● Exercise
Retype the rows below without any changes, beginning at the very first one and stopping after the line that contains "(1150, 562)". Leave the pictures out of your answer.

Location identification items:
######
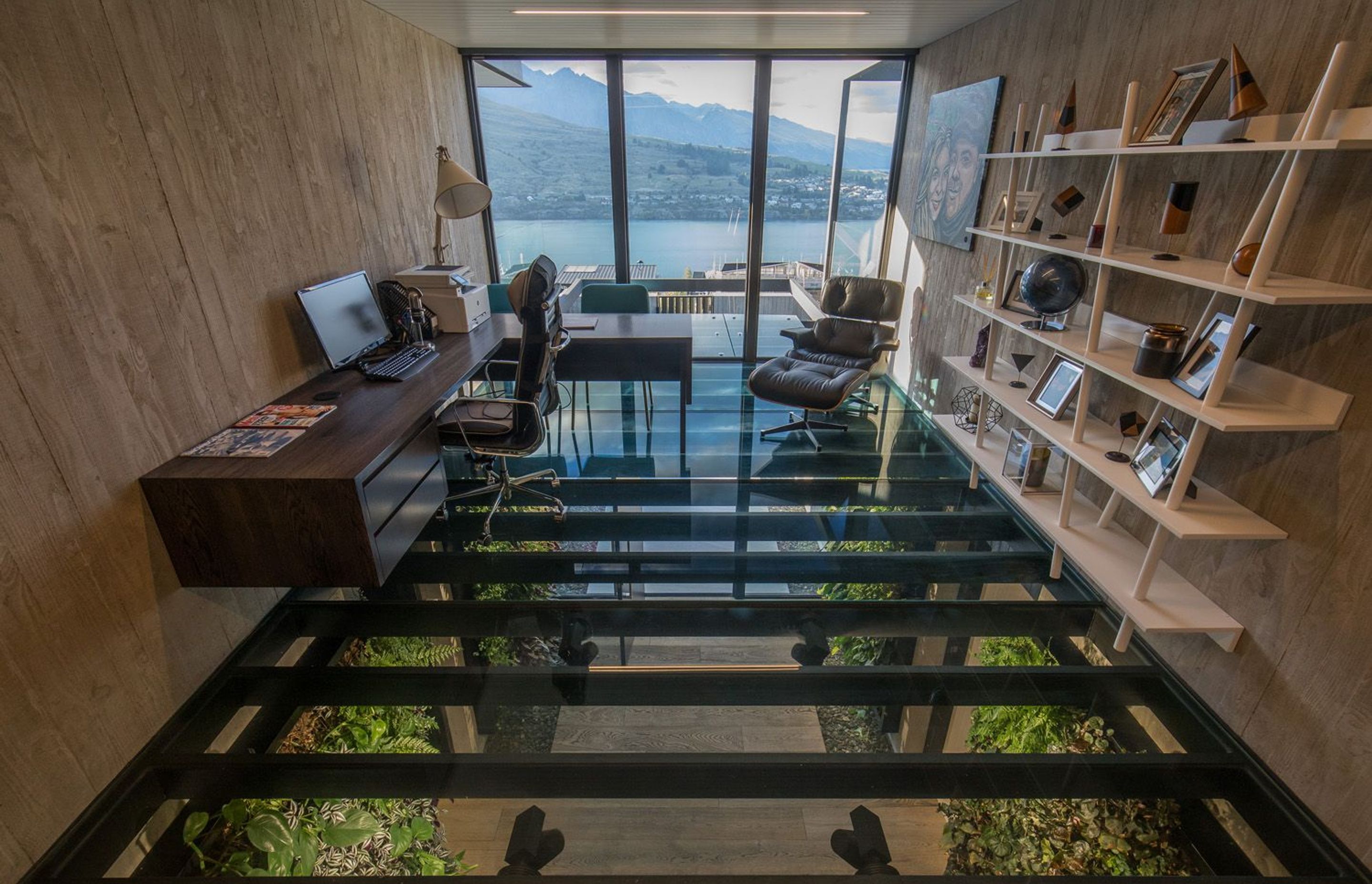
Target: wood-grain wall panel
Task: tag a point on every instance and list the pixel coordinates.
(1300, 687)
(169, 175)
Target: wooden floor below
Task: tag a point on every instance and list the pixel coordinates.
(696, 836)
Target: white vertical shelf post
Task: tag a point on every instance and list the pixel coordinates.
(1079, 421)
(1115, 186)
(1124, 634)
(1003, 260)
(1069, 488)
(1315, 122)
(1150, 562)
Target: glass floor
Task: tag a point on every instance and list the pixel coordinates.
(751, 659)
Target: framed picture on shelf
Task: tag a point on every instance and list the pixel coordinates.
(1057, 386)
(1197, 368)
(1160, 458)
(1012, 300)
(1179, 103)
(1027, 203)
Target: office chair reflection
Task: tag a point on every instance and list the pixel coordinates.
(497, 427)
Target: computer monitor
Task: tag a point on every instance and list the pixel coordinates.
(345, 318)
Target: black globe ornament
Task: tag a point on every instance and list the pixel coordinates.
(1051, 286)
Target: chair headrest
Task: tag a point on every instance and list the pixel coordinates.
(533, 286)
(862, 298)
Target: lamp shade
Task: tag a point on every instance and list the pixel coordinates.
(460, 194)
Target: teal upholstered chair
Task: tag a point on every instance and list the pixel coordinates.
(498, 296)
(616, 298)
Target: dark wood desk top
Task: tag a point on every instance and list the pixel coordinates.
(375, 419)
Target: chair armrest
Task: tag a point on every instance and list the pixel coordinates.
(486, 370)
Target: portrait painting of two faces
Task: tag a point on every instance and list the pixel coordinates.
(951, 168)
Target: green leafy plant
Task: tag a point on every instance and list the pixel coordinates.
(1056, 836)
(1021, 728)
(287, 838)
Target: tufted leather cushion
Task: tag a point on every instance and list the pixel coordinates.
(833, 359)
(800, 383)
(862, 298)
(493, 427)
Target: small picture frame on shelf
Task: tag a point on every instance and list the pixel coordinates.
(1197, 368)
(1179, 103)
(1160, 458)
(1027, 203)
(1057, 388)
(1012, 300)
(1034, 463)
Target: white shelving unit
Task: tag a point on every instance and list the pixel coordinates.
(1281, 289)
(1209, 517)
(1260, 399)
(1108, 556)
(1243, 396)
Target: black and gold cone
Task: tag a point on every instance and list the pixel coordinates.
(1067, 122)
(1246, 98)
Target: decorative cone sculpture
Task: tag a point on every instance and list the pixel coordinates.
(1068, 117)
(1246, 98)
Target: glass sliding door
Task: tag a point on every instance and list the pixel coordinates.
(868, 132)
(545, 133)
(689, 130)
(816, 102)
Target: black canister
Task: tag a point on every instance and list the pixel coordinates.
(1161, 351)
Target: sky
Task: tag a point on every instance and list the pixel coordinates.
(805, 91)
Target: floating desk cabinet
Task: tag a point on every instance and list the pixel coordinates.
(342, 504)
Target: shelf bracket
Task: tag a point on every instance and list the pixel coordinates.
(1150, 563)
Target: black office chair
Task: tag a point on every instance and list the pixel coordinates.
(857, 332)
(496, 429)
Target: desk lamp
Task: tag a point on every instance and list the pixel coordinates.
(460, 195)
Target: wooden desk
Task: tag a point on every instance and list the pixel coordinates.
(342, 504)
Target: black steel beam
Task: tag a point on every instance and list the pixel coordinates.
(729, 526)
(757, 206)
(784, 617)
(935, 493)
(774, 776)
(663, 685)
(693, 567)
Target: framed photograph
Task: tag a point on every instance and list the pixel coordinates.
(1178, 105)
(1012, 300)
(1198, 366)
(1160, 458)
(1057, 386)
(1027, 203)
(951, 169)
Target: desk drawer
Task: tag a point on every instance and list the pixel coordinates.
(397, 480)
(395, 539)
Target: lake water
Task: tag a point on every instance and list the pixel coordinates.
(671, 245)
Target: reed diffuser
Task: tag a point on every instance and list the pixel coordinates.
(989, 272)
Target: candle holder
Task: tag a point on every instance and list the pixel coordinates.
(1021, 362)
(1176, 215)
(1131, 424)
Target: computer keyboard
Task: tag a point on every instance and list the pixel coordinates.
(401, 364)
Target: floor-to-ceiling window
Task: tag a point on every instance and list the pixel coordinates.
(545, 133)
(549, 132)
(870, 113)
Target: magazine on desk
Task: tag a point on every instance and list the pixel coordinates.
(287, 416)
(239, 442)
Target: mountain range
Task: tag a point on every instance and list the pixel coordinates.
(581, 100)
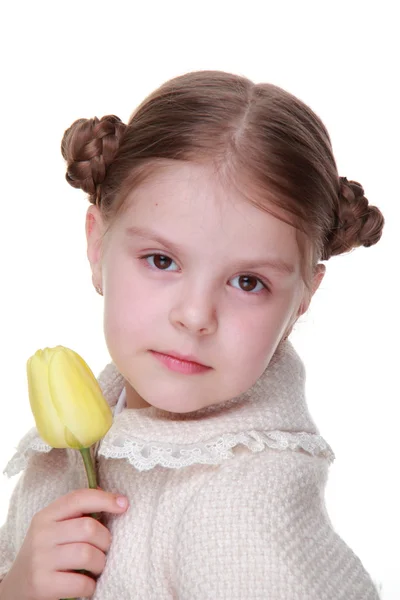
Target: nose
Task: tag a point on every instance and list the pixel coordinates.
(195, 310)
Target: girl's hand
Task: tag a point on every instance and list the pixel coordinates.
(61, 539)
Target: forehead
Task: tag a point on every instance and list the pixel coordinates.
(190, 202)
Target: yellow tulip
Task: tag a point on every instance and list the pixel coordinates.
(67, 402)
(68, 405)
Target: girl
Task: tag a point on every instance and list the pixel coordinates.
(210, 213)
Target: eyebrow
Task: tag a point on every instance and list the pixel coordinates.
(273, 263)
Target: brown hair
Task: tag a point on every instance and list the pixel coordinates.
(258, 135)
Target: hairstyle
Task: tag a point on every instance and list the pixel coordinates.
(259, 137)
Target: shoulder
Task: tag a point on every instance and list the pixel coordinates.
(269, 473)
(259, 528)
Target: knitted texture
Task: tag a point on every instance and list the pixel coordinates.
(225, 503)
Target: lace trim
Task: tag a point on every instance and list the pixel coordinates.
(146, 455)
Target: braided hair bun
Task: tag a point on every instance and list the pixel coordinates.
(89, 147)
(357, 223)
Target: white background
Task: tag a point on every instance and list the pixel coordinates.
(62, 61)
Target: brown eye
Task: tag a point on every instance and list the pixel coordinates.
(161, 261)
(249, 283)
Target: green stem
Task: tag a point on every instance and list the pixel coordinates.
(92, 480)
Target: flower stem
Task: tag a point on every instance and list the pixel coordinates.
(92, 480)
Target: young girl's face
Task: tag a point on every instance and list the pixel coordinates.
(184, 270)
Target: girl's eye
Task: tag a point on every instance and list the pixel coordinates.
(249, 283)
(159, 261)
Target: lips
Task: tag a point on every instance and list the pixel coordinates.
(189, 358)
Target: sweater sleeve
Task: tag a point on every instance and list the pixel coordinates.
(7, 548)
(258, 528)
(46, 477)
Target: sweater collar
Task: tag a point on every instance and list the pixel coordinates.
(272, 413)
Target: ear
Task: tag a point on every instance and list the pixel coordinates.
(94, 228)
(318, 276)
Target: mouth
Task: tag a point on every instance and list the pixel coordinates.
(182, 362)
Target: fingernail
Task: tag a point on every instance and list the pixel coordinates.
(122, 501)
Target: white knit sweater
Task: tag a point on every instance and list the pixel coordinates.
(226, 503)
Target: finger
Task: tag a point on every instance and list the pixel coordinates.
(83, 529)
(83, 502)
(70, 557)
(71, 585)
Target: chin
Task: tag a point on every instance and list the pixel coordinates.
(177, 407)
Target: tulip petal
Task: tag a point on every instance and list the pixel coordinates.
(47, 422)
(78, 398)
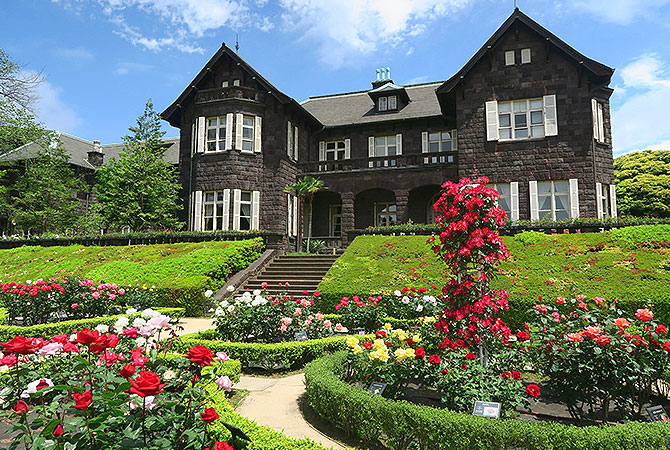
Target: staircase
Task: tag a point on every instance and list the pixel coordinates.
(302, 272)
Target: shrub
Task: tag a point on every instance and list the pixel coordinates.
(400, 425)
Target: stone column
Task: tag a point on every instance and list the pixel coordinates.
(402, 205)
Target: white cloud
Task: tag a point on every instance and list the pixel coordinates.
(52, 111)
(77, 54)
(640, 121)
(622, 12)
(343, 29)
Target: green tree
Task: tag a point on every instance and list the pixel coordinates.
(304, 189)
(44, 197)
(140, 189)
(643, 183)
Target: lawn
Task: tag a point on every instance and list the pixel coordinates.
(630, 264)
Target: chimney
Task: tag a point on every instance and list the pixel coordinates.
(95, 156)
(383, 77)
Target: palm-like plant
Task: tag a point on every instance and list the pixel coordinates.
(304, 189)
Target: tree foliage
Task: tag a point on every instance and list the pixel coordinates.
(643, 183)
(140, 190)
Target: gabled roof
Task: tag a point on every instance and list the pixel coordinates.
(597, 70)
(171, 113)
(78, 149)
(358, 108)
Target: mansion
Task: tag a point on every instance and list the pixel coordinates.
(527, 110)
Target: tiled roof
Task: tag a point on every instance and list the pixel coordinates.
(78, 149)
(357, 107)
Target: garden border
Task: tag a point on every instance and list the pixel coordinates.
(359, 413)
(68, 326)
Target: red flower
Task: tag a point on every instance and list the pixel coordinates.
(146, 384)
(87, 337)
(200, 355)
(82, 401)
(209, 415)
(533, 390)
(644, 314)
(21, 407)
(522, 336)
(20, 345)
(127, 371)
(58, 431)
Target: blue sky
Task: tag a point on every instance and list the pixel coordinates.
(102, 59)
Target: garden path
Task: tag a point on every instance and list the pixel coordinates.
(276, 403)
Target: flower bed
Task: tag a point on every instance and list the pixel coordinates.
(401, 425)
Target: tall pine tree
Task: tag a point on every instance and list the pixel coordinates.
######
● Written reply
Target: wood-grain wall panel
Task: tag a point on every instance and list the pixel coordinates.
(1300, 687)
(169, 175)
Target: wooden floor below
Task: tag a point on every instance and list the pixel coordinates.
(696, 836)
Target: white vertical shelf post
Task: tag a point on every instance and list the pixel coordinates.
(1079, 421)
(1115, 186)
(1124, 634)
(1003, 260)
(1069, 488)
(1315, 122)
(1150, 562)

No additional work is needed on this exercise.